Start of Block

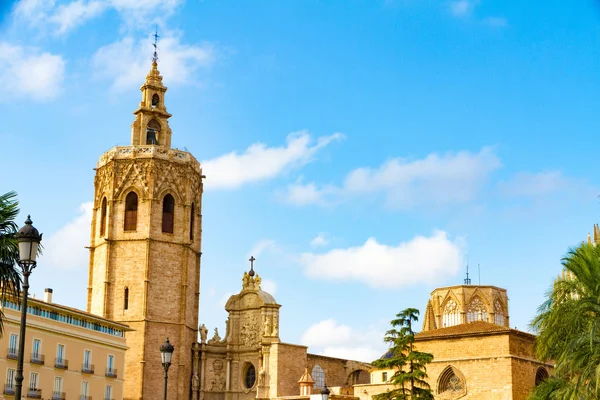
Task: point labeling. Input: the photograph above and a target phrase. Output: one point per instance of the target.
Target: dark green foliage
(568, 325)
(9, 252)
(409, 364)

End of Block

◆ **TASK BRIEF**
Give the records again exactly, pictures left out.

◆ **SOLUTION**
Task: point labeling. Input: the photograph above and a target phrase. Output: one point per instance of the target.
Target: dark green foliage
(568, 325)
(9, 252)
(409, 364)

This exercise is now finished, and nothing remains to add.